**Exercise instructions:**
a – According to the ceramic PCB article, why are ceramic circuit boards sometimes called green boards?
b – Continue the ceramic PCB article from where it stops.

**Text segment:**

⁂

A ceramic PCB, also known as “ceramic hybrid circuit devices”, has become the industry’s new standard for electrical components. Although this technology was first introduced by ceramic capacitors, it is now used in many different applications.

The properties of ceramic materials used in the manufacturing process of ceramic circuit boards make them durable, reliable, and a great alternative to other electrical components. It is not the usual ceramic we can find as house decors, potteries, or flooring, as these ceramic boards are made of high-quality industrial materials with metal cores. They may also be called green boards, not because of the color, but because they use less toxic chemicals and have a smaller carbon footprint than their traditional counterparts.

You might then be wondering, are ceramic base material PCBs any good? What are the advantages of ceramic PCB material and its drawbacks? When should someone use a ceramic PCB? In this article, we will go through all of these questions and provide the answer. Read along as this also covers the materials used to make it to the different ceramic PCB types available today, how they are produced, and where to source and find ceramic PCB manufacturers.

Ceramic-PCB

What is a Ceramic PCB?

A ceramic printed circuit board is a type of PCB made of a ceramic material base or substrate, usually an inorganic dielectric, instead of the traditional fiberglass or epoxy resin base. It is an electronic circuit board made of a thin insulating layer of ceramic material with a metal component.

Basic Components of Ceramic PCBs

First is the highly integrated circuit board, which has become a trend that we cannot avoid with the advancement of electronic technology. Modern technology and electronics have hundreds or thousands, even millions, of transistors and resistors coupled in a complex assembly built on a small silicon chip or integrated circuit, widely known as IC.

⁂

Dataset entries:
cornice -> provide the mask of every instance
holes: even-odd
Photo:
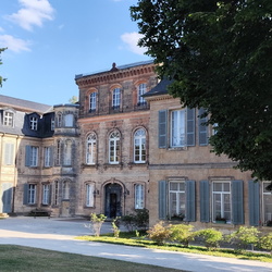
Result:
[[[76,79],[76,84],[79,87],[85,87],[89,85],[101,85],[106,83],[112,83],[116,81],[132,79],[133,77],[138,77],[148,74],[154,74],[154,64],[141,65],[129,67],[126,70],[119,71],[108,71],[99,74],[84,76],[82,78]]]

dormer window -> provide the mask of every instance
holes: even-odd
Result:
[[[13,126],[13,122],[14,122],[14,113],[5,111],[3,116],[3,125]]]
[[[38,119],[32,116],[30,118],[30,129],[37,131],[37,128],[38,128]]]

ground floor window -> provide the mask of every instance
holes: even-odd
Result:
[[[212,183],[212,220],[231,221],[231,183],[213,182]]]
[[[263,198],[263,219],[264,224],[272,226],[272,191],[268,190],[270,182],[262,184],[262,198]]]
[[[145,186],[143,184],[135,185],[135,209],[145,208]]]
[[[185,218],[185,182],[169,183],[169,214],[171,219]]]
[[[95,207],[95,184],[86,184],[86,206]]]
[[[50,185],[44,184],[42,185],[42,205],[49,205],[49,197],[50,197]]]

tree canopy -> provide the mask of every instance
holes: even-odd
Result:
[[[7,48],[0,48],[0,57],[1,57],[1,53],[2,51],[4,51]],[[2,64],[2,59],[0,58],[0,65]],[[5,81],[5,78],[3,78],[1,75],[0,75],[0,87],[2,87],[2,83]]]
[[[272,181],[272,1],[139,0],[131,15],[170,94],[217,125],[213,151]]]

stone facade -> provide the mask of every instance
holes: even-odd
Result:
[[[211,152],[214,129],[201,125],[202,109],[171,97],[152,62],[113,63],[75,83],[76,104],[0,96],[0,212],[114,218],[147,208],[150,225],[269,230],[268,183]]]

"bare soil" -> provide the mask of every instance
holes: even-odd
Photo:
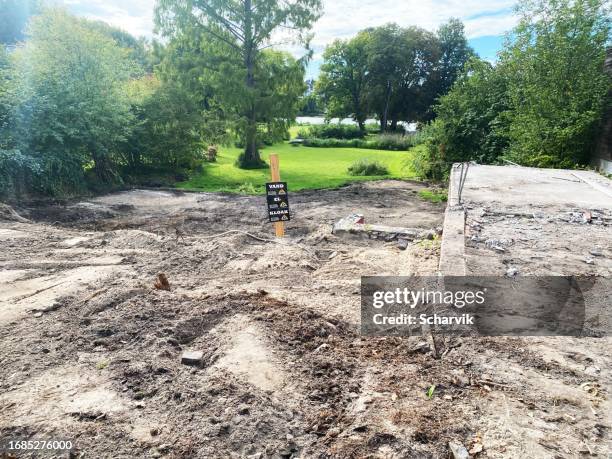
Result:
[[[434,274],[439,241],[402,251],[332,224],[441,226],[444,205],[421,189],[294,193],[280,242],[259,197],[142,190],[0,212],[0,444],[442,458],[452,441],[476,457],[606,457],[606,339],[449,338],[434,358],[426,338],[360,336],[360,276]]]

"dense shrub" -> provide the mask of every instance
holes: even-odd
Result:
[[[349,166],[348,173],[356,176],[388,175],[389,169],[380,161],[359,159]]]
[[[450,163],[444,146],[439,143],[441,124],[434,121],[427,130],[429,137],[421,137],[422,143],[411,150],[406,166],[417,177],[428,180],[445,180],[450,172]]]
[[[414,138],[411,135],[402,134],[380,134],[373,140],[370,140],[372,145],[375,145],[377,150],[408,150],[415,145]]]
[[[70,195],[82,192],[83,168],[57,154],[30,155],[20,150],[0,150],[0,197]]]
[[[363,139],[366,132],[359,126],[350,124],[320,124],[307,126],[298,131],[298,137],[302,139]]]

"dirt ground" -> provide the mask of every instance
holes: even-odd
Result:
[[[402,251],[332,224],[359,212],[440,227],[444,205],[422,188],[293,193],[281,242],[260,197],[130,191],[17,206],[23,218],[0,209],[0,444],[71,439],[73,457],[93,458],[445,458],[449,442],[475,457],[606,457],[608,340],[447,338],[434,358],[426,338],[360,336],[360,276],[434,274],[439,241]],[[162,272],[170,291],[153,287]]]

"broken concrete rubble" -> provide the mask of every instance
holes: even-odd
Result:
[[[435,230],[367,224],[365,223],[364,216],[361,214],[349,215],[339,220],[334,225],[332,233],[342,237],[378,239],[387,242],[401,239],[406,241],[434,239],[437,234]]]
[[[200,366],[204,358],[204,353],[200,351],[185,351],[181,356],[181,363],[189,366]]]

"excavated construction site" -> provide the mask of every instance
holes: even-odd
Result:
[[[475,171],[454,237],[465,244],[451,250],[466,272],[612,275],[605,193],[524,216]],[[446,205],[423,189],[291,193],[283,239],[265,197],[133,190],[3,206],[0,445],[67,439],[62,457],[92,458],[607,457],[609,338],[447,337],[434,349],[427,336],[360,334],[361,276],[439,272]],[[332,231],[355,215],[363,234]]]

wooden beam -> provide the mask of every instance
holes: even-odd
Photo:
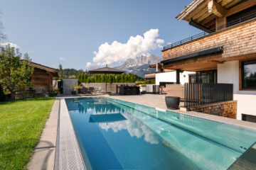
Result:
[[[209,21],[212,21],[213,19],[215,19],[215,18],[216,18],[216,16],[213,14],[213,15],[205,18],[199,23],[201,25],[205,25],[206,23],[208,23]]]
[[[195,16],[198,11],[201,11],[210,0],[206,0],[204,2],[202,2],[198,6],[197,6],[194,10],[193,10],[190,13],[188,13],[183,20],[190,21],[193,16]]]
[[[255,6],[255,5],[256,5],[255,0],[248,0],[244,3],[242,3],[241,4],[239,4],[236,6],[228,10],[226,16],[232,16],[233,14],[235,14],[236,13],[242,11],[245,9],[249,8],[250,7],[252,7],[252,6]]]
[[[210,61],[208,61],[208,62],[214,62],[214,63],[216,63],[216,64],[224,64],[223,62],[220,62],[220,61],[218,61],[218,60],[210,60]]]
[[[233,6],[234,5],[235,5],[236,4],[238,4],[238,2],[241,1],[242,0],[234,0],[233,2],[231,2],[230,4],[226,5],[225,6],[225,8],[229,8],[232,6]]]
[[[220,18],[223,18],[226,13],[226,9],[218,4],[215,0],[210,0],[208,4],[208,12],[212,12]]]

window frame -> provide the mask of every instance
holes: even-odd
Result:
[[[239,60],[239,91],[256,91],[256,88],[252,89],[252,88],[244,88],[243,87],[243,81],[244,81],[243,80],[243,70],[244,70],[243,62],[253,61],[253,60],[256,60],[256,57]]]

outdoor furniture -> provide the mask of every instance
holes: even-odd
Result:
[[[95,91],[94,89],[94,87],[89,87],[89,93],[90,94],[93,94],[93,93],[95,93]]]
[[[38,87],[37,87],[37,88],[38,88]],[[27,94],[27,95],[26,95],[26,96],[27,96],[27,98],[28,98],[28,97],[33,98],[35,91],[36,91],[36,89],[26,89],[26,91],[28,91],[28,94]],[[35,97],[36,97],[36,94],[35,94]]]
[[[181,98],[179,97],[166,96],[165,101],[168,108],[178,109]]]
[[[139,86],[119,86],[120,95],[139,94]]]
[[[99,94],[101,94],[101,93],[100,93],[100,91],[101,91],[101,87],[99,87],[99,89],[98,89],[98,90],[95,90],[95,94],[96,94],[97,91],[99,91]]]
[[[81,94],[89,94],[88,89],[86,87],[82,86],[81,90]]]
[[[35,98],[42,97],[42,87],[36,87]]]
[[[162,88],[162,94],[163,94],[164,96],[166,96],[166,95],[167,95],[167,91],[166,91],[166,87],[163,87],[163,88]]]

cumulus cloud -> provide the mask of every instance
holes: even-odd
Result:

⁂

**Responses to the exercise:**
a – They use less toxic chemicals and have a smaller carbon footprint than their traditional counterparts.

b –
These integrated circuits need a base where tiny electronic materials and connections are built, usually known as a substrate. It also needs a structure that isolates the circuit from its external surroundings and turns it into just one compact and solid unit, known as the package.

Substrates and packages are required for the integrated circuits to maintain their reliability. ICs need insulating materials, and these two serve that purpose. These packages will then be mounted on a printed circuit board.

Ceramics are well known for their insulating properties. This advanced ceramic material’s protection property is a significant factor for it to be used as substrates and packages. This is what makes a ceramic printed circuit board or PCB stands out from the rest of its kind.

Due to its excellent heat conductivity and gas tightness performance, ceramic PCB has been widely used in power electronics, hybrid microelectronics, electronics packaging, and multi-chip modules. Its excellent conductivity is of utmost importance in applications such as power generation, where large currents must be passed through the material.

The aerospace and automotive industries, in particular, are best suited to employ these PCBs since they have high-power-density circuit designs used in harsh environments.

High temperature, high pressure, as well as corrosive or vibratory circuit conditions, are all suited for ceramic PCB substrate material. They are used in high-temperature applications where a regular PCB cannot be used as it would not be able to withstand high temperatures.

What are the Materials Used in a Ceramic PCB?

A variety of ceramic materials are used to make ceramic PCBs. When choosing ceramic materials, the two essential characteristics to pay attention to are the PCB thermal conductivity and coefficient of thermal expansion (CTE).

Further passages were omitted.